▶ [What you should do]: Copy the following lines of the listing word for word, starting with the line containing "Indicate a point on each instance of the bright" and going on through the line containing "[(478, 339)]".

▶ [Records for this exercise]:

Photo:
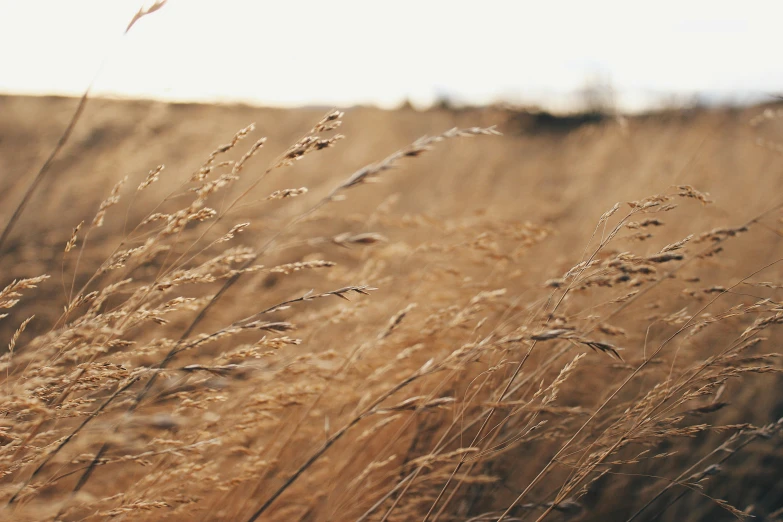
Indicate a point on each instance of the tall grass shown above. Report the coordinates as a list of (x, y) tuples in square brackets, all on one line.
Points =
[(248, 353)]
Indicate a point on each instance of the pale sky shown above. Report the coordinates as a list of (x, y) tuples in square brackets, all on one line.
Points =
[(343, 52)]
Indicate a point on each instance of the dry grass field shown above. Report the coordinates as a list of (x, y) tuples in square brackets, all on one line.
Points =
[(523, 319)]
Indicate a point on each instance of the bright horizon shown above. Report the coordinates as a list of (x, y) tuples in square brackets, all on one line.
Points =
[(350, 52)]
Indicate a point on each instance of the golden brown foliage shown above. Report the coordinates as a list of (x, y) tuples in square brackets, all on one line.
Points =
[(478, 339)]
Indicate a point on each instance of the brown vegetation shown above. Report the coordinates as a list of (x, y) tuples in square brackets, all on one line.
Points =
[(570, 325)]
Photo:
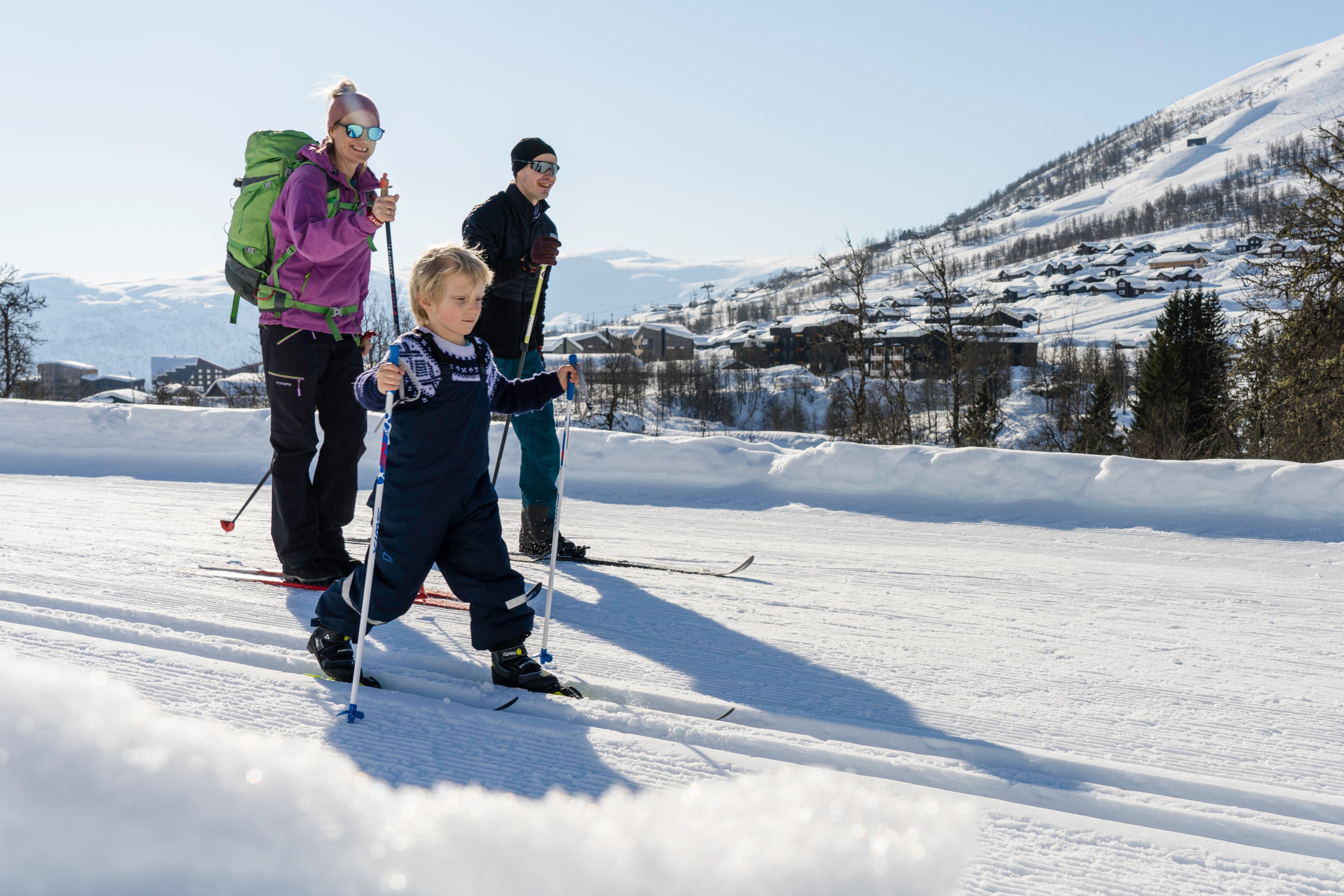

▶ [Response]:
Indicate a point on each instance of the bright horizon shown above. Report the coordinates as a list of (x, y) tuples in square brackets, all on one line.
Points =
[(350, 52)]
Indicate a point on each instance of the golden brown foliage shown above. Report the coordinates as a list of (x, y) tuples in square brackets, all on one line.
Points =
[(478, 339)]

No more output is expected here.